* _RECORDS SHOWN_:
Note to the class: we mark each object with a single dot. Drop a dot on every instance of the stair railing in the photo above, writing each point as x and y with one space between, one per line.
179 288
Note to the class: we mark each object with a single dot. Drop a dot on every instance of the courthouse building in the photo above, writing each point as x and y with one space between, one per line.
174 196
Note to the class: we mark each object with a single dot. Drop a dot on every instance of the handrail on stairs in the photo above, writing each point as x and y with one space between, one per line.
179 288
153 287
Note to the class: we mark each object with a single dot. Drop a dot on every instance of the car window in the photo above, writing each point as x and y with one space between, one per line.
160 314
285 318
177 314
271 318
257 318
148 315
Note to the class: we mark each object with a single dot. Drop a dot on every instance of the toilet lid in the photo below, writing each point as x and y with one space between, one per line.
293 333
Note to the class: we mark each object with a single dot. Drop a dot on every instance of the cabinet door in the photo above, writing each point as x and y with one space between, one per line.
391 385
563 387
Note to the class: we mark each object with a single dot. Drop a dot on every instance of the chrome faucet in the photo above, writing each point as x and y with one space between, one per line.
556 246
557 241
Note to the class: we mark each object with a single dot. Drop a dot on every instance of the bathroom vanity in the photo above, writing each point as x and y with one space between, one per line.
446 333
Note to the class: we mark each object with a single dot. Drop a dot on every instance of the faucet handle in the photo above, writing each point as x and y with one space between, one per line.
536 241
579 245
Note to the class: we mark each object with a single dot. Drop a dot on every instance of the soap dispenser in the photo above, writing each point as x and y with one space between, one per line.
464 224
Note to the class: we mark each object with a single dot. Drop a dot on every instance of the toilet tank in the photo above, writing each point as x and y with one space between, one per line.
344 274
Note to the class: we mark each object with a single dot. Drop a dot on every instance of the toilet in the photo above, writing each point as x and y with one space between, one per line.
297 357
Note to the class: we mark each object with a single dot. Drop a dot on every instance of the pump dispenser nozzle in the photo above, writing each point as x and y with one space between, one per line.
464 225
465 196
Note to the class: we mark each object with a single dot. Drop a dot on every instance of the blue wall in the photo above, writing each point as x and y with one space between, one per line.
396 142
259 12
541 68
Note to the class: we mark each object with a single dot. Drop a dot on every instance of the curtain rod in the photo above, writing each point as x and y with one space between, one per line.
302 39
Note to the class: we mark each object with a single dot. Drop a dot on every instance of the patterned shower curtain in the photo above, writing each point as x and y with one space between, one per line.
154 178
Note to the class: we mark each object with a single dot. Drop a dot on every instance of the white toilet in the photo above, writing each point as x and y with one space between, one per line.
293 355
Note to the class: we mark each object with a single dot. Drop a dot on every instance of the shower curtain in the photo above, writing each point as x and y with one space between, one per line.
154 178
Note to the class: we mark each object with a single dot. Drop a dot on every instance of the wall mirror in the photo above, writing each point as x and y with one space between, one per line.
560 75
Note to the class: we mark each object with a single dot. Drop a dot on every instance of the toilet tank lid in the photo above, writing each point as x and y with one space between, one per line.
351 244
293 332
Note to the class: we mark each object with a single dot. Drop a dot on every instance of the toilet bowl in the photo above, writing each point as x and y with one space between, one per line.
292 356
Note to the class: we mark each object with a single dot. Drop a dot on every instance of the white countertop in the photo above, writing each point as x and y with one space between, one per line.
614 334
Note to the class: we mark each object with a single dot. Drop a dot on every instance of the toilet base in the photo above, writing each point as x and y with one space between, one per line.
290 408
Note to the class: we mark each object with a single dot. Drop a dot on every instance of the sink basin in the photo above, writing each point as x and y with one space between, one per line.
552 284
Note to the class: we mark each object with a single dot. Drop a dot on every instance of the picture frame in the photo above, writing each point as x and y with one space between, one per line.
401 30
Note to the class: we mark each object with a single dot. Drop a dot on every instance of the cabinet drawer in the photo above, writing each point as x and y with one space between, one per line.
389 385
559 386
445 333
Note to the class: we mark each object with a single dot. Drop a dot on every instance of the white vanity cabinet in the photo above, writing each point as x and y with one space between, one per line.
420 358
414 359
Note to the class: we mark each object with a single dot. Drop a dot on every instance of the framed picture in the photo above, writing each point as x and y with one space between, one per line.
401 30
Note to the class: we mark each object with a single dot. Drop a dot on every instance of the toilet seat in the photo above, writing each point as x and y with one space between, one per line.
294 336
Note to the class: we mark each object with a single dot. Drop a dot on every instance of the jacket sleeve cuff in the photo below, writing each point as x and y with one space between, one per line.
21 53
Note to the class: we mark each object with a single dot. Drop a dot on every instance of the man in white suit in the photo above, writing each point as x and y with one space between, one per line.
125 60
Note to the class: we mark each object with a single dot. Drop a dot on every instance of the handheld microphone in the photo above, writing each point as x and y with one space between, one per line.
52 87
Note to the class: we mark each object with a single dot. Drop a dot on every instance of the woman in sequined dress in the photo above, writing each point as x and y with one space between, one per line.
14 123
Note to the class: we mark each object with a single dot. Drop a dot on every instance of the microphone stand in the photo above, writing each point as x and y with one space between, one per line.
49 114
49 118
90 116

* _WHAT YOU NEED TO DO_: Reproduce the complete set of lines precisely as supplied.

* _WRITTEN ANSWER_:
Note to the class: we mark each object with a single dot. Drop a dot on every instance of the stair railing in the photo above, writing each point as x and y with one space between, one per line.
179 288
Note to the class: we mark each object with a single dot. Drop a dot on every instance of the courthouse building in the photo above, writing each point as x and y with one space between, one per line.
174 196
Note to the class: we mark each object with a single dot. Drop a dot on every instance of the handrail on stairs in the photo above, writing each point as x and y with one space between, one per line.
179 288
153 287
Note to the class: we mark each object with a single dot. Drop a dot on every instance of the car window in the photo above, writing each point as x and y with one space between, one per line.
160 314
285 318
177 314
271 318
257 318
148 315
Note to the class: we mark each object with a single dot. Drop a dot on every instance of the toilet lid in the photo below, writing each point as x and y with one space between, one per line.
293 333
Note to the class: we mark each object with a single dot. Drop a dot on every instance of the cabinet door in the photo above, writing each point as x and y with one space between, one per line.
391 385
563 387
Note to the class: we mark each object with a single dot. Drop a dot on every instance of the chrome faucet in the photo above, writing each point as x and y with one space between, one per line.
556 246
557 241
Note to the class: we mark each object with a single dot. Drop a dot on every instance of the bathroom vanity in the photo above, writing each point as x and y with one space between, one per line.
446 333
Note to the class: we mark each object with a single dot. Drop a dot on every instance of the faucet handle in the photo above, writing each point as x and y with one space between, one per line.
536 241
579 245
Note to the class: we mark each object with a single dot. Drop a dot on every instance of the soap dispenser in the photo above, writing each point as x and y with one space between, one per line.
464 224
Note to the class: we mark each object with a single dot. Drop a dot on every instance of the toilet tank in the photo above, writing each point as x and y with one space between, one per line.
344 274
Note to the class: we mark each object with a single dot. Drop a dot on every instance of the toilet in the photo above, writing each point as x and y with one space between, one per line.
297 357
Note to the class: we mark each object with a single dot. Drop a dot on every instance of the pump dispenser nozzle in the photo above, writing each point as x and y with one space between, one per line.
464 225
465 196
Note to the class: we mark each object with a single dot. Drop a dot on every instance of the blue wall in the photo above, writing each point as x and y with one space between, one per line.
396 142
259 12
541 68
Note to the class: we mark each object with a single dot. Drop a dot on every instance of the curtain rod in the photo above, writing each point as x and y with one space between, one per line.
302 39
Note to the class: we mark each object with a single dot. Drop a dot on every instance of the patterned shower curtain in the photo above, writing each point as x and y with one space between, one per line.
154 178
Note to the class: we mark each object with a single dot. Drop a dot on every instance of the white toilet in the photo above, writing each point as x and y with one space between, one per line.
293 355
Note to the class: we mark each object with a single dot. Drop a dot on every instance of the shower curtain in the photo above, writing each point as x and y with one space between, one per line.
154 178
Note to the class: we mark each object with a single dot. Drop a dot on every instance of the wall mirror in the photo above, writing each point as x and y with one space between, one per line.
560 75
Note to the class: we mark each object with a single dot. Drop a dot on every instance of the toilet tank lid in the photo above, writing each point as x and y with one space between, one per line.
351 244
293 332
Note to the class: we mark each object with a single dot. Drop a dot on every instance of the toilet bowl in the photo above, writing each point as x and y with one space between, one per line.
292 356
Note to the class: we mark each object with a single dot. Drop a dot on every instance of the white countertop in the photo above, writing each point as x and y with one space between, one per line.
614 334
Note to the class: we mark each object with a single dot. Drop a dot on every instance of the toilet base in the photo above, writing each point as x and y with one space between, one per line.
290 408
Note to the class: we mark each object with a single dot. Drop a dot on every instance of the sink basin in the photo above, writing each point as x and y with one space between, one per line.
552 284
Note to the class: we mark each object with a single dot. Drop a dot on every instance of the picture frame in the photo above, writing each point as x and y with one space between, one per line.
401 30
Note to the class: we mark each object with a single dot. Drop a dot on every instance of the cabinet drawer in the photo above, writing each point as x and y with one space between, one per line.
389 385
559 386
445 333
Note to the class: we mark each object with a single dot. Drop a dot on every instance of the white vanity cabinet in the photo above, writing each point as x and y with one space between, one per line.
420 358
414 359
Note to the class: we mark each object with a single dot. Drop a dot on every instance of the framed picture in the photo above, writing each point as x and y with one space between, one per line.
401 30
Note to the class: we mark each object with a single dot. Drop a dot on every instance of the toilet seat in the photo above, writing each point as x and y with one space between, one per line.
294 336
Note to the class: we mark each object with a single dot. Drop a dot on every instance of the jacket sleeve cuff in the photo below, writing each point as x and y with one space between, one per line.
21 53
Note to the class: we mark each object with a single dot. Drop a dot on every instance of the man in white suit in the photo above, writing each point as x and y with one space between, one per line.
125 60
Note to the class: we mark each object with a single dot. Drop a dot on every instance of the handheld microphone in the photo above, writing each point as x and y with one space between, one per line.
52 87
Note to the class: we mark each object with a single dot. Drop a dot on every instance of the woman in sequined dress in the photo above, writing each point as x and y with one space between, one per line.
14 123
Note to the class: we mark each object with a single dot. Drop a dot on every instance of the microphone stand in the photo above, writing each point as x and y with one space between, one per line.
49 114
49 118
90 116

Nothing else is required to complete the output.